▶ **Task directions**: Pick out each line of the data below that contains the word "bank" and copy those lines as they appear.

▶ **Supplied data**:
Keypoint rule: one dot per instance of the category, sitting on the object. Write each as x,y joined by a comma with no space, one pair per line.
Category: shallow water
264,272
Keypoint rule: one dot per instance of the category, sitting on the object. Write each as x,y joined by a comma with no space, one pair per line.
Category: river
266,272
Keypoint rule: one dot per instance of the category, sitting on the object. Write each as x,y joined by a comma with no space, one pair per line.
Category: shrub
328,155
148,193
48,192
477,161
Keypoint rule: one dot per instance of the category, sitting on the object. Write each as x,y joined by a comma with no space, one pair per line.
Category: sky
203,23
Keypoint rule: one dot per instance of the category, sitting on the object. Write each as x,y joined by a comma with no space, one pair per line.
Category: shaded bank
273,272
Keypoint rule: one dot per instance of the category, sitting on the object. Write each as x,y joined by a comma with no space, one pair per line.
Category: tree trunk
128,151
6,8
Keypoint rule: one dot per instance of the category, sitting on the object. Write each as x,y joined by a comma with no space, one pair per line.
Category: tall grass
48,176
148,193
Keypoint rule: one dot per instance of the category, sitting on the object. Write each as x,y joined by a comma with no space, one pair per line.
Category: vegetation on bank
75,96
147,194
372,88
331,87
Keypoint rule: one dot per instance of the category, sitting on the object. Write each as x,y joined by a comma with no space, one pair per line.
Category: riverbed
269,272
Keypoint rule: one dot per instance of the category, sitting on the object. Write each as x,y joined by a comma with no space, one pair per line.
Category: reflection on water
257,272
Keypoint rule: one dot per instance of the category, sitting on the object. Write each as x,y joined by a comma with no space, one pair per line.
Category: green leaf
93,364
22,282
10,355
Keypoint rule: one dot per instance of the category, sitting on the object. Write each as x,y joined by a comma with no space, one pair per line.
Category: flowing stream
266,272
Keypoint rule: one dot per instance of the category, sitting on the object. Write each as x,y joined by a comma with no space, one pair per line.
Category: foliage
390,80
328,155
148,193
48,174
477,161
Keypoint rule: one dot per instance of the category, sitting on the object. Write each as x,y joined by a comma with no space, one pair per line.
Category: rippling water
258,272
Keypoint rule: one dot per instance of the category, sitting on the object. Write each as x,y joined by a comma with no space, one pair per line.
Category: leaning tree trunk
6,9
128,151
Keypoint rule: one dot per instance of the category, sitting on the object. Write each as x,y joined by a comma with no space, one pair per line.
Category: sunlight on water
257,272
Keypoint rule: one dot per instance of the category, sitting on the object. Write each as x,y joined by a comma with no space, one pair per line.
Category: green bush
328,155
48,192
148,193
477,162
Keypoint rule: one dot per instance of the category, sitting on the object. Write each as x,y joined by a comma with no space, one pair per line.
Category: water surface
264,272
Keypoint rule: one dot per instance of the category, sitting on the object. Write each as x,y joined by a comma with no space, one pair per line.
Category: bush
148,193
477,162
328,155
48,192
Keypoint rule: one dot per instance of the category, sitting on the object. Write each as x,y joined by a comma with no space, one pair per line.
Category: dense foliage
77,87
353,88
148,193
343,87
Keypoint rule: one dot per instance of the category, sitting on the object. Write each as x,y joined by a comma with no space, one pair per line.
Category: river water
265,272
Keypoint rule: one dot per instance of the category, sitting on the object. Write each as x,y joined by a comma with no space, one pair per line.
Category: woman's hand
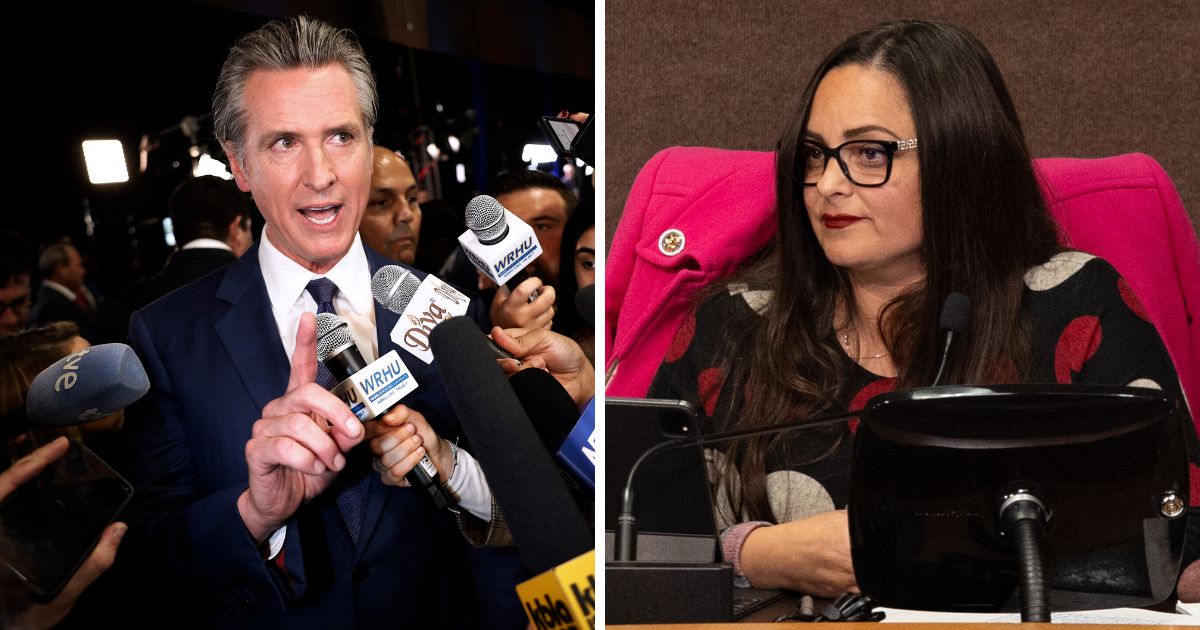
809,556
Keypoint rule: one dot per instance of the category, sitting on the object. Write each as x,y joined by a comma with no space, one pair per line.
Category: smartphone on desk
49,525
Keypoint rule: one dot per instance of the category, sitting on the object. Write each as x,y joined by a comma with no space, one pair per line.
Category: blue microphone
79,388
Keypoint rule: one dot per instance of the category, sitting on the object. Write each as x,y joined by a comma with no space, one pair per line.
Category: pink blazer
1123,209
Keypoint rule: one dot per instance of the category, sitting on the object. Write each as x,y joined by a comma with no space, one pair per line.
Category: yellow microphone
563,598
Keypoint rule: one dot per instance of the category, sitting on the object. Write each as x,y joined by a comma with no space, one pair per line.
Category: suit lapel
249,333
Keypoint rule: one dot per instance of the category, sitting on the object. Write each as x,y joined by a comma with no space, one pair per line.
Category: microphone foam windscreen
485,217
546,526
333,335
955,312
394,287
87,385
549,406
586,304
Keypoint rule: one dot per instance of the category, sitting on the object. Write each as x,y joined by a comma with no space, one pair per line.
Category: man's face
545,210
15,305
307,161
393,220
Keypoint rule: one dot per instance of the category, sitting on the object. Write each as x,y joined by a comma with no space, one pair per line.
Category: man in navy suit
256,499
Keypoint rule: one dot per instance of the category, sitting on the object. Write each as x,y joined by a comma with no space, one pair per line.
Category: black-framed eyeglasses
865,163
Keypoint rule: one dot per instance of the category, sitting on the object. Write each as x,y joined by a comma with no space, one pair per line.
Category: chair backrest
1123,209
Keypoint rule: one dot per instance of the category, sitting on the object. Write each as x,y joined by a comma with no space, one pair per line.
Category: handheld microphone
420,305
955,313
569,436
79,388
564,597
498,243
549,529
371,390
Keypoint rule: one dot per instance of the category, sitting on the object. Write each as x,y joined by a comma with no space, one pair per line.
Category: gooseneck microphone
625,538
79,388
547,527
955,313
383,383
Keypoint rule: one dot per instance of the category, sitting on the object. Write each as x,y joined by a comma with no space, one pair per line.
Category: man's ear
235,167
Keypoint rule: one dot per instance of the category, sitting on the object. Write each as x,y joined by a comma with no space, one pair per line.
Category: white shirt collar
207,244
286,280
64,291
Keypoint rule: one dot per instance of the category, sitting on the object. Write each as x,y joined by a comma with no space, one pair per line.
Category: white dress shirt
286,287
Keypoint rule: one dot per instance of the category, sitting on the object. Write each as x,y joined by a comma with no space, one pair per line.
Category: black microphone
625,538
79,388
586,304
555,417
371,390
955,313
545,523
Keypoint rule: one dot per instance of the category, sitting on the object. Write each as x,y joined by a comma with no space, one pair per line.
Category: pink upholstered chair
695,214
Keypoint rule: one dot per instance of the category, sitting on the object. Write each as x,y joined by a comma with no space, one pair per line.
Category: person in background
63,297
545,203
391,223
211,221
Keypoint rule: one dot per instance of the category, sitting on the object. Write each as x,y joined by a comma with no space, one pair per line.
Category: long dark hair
984,223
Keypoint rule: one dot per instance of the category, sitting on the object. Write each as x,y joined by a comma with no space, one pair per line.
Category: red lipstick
839,221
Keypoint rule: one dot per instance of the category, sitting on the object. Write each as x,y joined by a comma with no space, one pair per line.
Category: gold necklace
845,342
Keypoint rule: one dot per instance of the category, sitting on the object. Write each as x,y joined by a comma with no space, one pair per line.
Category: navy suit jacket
215,359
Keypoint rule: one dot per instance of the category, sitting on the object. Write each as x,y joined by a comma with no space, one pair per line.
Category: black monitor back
931,466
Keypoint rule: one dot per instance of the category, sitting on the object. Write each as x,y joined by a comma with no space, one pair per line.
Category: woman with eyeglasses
903,178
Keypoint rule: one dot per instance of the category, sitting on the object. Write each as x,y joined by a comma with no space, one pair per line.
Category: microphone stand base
651,593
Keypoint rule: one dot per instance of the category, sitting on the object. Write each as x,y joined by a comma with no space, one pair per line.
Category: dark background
1090,78
484,71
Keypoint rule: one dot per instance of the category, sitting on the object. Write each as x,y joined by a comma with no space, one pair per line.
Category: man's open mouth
322,215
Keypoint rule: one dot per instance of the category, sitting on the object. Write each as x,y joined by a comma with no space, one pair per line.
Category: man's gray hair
287,45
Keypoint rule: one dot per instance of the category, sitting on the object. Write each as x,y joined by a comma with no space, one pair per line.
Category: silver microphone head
333,335
485,217
394,287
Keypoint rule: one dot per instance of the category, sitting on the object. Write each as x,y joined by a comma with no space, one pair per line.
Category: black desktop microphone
625,538
954,321
955,313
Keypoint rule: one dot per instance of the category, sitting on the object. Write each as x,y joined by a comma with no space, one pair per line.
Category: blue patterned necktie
353,499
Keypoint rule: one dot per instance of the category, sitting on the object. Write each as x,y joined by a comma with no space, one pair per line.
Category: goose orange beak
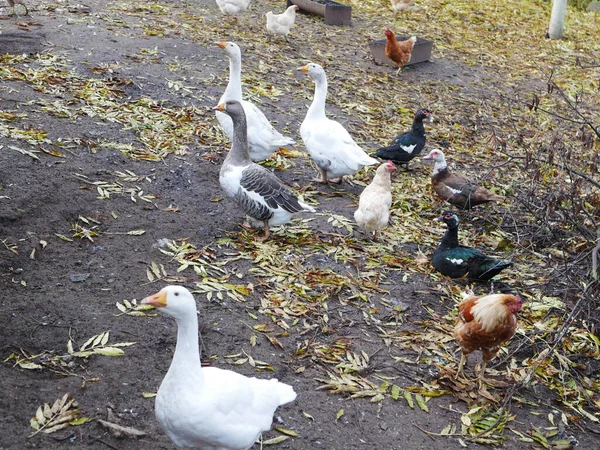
158,300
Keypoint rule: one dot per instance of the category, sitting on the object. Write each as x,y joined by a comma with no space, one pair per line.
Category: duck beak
158,300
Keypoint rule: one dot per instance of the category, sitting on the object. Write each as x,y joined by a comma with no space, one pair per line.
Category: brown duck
454,188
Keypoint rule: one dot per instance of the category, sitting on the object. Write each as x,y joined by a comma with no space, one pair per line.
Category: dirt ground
56,289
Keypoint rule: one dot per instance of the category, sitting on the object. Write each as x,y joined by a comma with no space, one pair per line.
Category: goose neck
317,108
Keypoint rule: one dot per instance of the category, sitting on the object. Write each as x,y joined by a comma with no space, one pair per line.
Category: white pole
557,19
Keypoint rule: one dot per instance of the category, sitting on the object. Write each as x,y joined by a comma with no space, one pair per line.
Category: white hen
282,23
329,144
205,407
232,7
373,213
263,138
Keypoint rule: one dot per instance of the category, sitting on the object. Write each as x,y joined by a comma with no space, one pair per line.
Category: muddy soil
54,290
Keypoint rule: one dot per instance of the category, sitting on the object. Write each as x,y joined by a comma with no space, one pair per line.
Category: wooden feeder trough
334,13
421,51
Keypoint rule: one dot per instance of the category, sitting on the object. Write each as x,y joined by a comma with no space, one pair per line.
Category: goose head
176,301
232,108
449,218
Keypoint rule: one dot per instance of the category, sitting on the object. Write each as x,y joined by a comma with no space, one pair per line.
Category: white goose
329,144
260,194
263,138
206,407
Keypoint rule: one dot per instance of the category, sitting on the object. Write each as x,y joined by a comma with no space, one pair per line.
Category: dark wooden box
421,52
334,13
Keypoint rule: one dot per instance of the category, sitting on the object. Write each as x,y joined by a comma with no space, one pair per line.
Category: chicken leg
481,374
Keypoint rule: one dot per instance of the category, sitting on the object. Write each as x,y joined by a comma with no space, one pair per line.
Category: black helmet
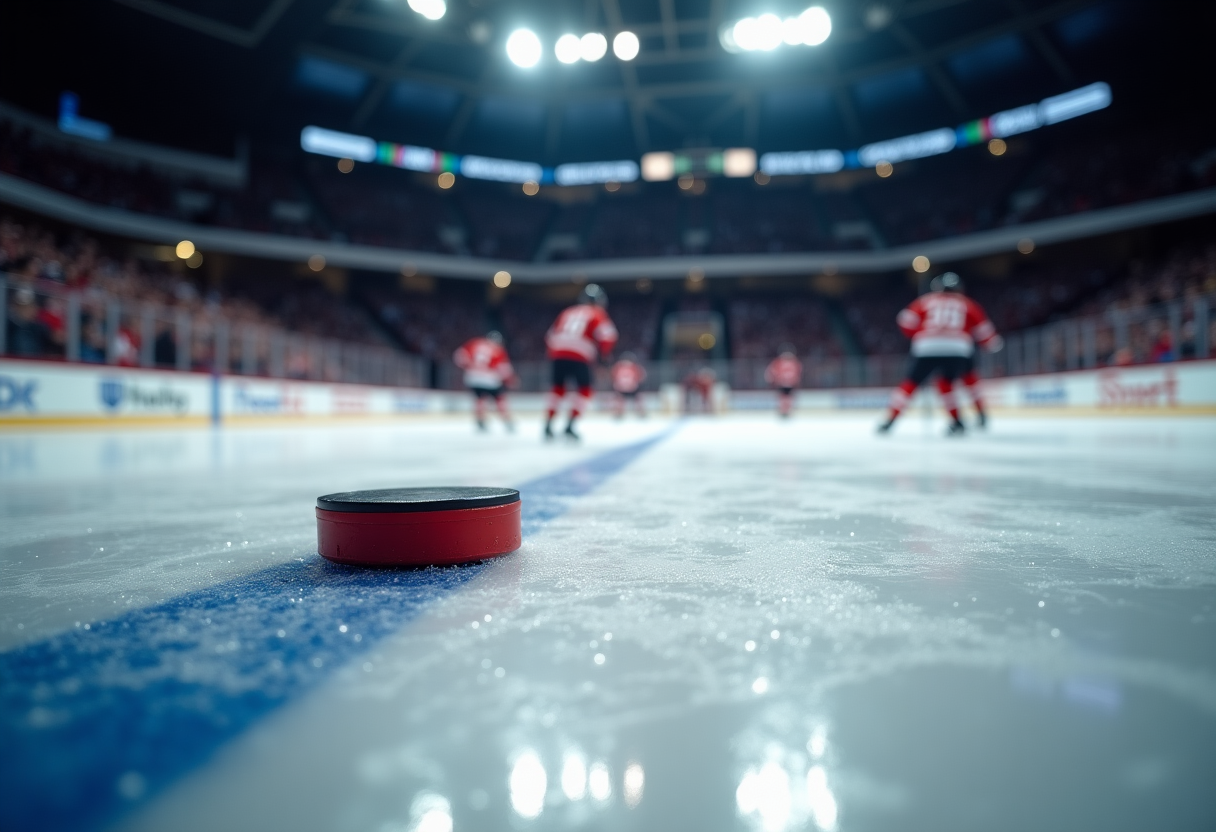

▶ **Output for this exercise**:
Category: shaded bank
Category: vegetation on bank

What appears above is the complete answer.